[Start Entries provided]

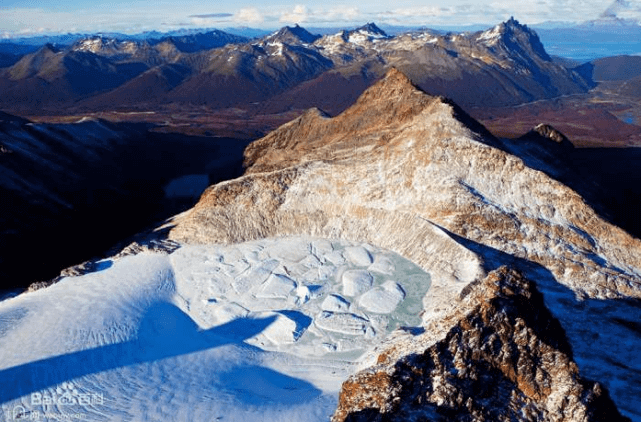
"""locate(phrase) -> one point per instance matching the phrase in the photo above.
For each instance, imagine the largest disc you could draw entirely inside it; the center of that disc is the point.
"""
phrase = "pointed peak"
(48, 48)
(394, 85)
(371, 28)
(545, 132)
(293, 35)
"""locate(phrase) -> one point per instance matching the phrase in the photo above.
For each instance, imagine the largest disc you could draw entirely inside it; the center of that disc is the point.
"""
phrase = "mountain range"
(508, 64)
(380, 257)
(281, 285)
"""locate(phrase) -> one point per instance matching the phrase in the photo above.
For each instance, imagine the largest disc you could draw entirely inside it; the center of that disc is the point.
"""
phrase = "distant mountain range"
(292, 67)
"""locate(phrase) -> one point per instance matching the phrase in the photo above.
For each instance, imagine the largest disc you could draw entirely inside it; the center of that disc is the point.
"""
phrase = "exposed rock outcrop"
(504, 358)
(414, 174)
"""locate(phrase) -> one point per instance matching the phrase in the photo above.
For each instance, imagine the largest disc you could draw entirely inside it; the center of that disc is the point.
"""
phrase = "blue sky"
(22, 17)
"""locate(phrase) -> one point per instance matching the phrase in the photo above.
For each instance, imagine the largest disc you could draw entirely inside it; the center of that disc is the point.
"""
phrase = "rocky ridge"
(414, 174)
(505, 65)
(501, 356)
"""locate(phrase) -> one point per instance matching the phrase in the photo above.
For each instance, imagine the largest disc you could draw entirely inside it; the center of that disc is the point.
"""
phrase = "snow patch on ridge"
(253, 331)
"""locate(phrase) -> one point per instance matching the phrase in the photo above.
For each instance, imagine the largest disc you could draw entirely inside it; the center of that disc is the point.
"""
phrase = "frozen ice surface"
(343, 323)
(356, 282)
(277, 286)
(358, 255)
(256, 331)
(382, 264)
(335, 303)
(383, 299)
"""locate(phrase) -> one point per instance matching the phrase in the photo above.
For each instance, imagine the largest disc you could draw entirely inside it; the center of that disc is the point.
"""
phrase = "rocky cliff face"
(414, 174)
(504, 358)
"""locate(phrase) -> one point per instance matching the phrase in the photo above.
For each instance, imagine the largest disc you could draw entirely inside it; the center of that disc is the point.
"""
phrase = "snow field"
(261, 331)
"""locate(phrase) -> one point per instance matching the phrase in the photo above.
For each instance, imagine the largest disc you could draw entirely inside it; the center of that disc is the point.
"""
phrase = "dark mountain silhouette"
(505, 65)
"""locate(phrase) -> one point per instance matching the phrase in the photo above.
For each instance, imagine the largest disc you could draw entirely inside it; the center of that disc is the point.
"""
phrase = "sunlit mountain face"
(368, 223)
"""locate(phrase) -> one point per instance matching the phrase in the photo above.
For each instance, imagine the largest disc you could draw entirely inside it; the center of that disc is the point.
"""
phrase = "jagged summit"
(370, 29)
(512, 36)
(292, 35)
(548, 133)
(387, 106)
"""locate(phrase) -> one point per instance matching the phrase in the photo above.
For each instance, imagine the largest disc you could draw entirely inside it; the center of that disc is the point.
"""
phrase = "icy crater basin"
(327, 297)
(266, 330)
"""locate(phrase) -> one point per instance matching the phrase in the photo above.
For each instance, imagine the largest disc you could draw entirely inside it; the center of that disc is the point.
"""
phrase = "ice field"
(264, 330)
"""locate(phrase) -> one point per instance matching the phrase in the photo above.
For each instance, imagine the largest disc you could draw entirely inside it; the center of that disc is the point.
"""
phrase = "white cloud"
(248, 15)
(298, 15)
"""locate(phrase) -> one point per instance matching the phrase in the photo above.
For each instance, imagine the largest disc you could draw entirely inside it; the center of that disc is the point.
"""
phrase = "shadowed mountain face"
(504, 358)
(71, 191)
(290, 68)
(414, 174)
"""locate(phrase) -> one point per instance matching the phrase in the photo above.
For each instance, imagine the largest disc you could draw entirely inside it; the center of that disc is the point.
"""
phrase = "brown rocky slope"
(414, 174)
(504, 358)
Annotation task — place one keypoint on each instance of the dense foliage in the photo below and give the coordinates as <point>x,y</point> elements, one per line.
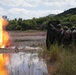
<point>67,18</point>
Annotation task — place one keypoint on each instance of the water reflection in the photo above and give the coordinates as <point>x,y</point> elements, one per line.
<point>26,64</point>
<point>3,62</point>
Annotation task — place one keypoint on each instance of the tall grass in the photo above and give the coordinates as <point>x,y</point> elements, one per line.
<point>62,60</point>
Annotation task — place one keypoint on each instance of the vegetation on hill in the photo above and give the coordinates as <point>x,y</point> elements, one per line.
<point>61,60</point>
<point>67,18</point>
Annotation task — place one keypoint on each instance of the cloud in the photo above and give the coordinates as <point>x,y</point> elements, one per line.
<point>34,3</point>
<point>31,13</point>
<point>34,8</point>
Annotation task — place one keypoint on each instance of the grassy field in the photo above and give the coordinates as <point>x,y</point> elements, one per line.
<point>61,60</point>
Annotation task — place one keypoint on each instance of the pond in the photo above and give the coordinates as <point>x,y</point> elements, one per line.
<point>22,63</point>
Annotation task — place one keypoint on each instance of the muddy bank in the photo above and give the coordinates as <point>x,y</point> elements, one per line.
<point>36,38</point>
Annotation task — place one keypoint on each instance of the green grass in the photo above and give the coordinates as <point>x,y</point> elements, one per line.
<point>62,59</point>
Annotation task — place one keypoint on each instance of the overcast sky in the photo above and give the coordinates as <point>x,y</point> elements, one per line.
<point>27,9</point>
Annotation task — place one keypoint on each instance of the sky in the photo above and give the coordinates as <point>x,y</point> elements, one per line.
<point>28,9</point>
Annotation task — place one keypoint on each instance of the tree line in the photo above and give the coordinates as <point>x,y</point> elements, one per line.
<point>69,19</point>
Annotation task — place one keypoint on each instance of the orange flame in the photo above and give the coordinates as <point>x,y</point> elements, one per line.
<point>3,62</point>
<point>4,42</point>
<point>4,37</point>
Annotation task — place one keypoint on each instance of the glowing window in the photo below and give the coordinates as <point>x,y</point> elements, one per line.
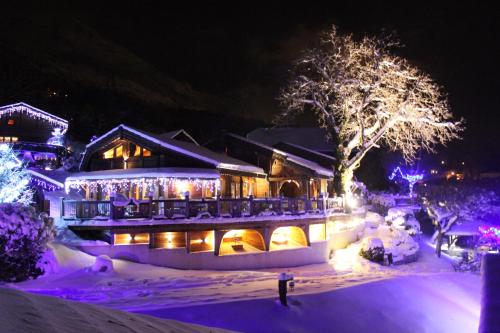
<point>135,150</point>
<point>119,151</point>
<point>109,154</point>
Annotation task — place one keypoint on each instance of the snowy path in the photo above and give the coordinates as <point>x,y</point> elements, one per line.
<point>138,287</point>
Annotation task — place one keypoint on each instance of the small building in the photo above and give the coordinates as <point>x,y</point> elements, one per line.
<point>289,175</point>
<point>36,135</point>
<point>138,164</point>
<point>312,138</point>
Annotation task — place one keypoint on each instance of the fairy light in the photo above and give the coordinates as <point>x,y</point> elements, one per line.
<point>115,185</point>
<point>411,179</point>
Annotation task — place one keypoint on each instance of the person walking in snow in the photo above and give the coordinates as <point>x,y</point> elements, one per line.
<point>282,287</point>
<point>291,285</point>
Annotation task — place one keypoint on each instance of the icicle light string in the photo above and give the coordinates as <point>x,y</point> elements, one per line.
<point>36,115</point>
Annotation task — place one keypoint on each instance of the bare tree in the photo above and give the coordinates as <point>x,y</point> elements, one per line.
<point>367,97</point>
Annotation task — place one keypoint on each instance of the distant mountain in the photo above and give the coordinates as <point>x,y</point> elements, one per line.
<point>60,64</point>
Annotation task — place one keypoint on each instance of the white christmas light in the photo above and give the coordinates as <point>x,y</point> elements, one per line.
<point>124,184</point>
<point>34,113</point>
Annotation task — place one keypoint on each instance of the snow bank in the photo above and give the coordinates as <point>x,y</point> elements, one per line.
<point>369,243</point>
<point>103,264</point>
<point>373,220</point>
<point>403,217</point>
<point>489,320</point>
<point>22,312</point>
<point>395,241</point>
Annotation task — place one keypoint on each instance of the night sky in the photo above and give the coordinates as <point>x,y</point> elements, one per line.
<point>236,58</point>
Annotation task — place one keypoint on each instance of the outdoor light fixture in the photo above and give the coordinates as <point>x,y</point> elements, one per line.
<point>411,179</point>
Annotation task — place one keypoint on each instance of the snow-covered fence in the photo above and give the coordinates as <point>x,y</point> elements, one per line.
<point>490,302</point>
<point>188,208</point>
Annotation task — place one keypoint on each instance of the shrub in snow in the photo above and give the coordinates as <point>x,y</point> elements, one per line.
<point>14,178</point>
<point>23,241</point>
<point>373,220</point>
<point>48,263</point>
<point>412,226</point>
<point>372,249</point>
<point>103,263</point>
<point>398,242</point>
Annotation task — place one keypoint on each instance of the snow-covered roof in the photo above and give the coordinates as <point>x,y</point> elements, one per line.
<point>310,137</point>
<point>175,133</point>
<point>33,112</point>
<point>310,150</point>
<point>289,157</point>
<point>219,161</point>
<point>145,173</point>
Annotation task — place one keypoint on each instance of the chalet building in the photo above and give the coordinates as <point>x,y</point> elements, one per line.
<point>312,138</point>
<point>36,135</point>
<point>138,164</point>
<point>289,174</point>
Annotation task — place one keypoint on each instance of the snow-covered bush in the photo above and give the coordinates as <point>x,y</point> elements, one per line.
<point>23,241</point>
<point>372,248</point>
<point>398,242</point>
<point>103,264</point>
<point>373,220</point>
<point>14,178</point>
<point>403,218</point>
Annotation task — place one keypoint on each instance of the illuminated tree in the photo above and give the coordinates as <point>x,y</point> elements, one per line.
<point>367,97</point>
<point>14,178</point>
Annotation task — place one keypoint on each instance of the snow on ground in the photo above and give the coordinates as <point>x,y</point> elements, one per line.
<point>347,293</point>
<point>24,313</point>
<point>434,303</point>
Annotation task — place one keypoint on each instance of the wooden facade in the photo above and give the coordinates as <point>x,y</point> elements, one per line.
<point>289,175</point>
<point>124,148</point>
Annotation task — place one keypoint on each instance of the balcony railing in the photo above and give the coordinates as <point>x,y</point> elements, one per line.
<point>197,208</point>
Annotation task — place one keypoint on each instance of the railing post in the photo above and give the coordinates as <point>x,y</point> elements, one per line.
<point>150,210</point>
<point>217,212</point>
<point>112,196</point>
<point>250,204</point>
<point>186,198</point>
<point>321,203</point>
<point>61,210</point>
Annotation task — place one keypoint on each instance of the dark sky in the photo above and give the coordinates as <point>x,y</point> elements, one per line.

[End Entries provided]
[Start Entries provided]

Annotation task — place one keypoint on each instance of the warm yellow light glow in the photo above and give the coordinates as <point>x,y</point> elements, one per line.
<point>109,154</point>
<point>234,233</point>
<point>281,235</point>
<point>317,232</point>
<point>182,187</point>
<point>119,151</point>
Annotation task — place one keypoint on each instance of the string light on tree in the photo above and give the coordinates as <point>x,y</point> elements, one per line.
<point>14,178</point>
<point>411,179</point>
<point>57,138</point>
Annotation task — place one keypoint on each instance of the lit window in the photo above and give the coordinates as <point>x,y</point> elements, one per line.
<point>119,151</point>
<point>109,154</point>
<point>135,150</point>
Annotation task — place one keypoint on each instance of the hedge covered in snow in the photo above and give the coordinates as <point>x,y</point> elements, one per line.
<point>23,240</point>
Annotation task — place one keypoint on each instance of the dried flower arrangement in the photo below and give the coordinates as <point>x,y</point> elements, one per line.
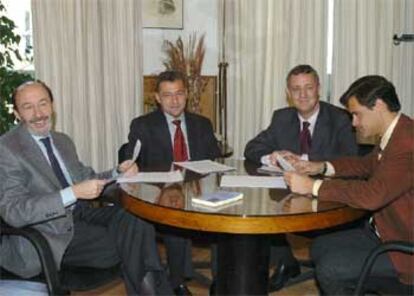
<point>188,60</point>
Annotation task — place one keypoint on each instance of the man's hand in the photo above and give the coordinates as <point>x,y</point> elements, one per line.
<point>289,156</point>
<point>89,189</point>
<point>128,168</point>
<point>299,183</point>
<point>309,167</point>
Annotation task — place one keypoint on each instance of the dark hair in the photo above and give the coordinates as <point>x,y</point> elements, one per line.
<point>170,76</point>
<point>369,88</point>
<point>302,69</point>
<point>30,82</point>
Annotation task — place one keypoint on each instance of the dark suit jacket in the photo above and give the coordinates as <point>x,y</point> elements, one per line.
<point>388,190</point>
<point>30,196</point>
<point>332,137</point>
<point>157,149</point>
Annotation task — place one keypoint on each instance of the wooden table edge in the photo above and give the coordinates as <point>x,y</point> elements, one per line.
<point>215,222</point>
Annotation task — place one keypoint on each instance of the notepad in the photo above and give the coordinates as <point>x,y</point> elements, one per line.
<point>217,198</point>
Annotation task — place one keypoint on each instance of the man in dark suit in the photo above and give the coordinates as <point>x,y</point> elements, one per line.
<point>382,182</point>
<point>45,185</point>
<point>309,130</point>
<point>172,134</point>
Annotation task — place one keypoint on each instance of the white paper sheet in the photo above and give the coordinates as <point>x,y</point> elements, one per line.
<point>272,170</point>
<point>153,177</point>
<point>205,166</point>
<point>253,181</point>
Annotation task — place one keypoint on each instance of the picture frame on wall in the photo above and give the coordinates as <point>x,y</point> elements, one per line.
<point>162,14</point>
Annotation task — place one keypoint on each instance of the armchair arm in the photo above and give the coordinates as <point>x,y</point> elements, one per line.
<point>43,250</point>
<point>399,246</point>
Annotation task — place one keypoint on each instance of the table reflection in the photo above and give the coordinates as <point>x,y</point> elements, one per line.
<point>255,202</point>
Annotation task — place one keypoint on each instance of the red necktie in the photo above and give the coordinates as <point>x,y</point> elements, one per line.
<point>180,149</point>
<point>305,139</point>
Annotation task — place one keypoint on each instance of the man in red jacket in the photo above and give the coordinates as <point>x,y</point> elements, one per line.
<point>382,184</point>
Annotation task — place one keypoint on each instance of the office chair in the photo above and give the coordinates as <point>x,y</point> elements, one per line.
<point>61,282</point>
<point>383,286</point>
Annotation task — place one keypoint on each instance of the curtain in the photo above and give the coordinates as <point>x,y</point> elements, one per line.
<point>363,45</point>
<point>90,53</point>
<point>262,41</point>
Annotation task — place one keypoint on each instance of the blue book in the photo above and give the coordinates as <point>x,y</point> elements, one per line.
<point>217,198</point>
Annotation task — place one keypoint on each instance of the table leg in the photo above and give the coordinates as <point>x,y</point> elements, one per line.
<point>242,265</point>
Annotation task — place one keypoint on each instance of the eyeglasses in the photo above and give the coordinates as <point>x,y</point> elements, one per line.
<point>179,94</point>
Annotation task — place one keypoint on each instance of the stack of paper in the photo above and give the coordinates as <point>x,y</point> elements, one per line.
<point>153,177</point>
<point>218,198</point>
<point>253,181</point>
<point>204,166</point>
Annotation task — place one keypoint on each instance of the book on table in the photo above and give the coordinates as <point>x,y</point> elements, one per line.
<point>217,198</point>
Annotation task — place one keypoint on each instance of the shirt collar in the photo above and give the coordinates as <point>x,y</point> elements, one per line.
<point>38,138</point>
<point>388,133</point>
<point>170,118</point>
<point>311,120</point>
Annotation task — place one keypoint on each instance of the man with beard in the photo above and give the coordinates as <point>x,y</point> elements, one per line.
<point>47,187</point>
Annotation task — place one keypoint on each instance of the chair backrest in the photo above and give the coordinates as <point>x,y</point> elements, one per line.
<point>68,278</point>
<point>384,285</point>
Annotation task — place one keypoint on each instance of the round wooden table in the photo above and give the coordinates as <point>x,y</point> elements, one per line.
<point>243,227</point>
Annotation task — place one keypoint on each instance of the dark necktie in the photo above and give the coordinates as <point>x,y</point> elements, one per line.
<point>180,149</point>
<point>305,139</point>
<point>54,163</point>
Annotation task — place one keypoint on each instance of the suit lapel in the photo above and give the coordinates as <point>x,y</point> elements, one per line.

[End Entries provided]

Exercise prompt => Filter the entries above, keeping every line that contains the string "jacket" and copying each such line in full. Treat the match as case-sensitive.

Task result =>
Annotation task — place one keypoint on each instance of the dark suit jacket in the photo above and give the coordinates as <point>x,y</point> elements, one per line.
Annotation task — place one keypoint on each instance of the man in red jacket in the photo above and give the coordinates as <point>x,y</point> elements, one per line.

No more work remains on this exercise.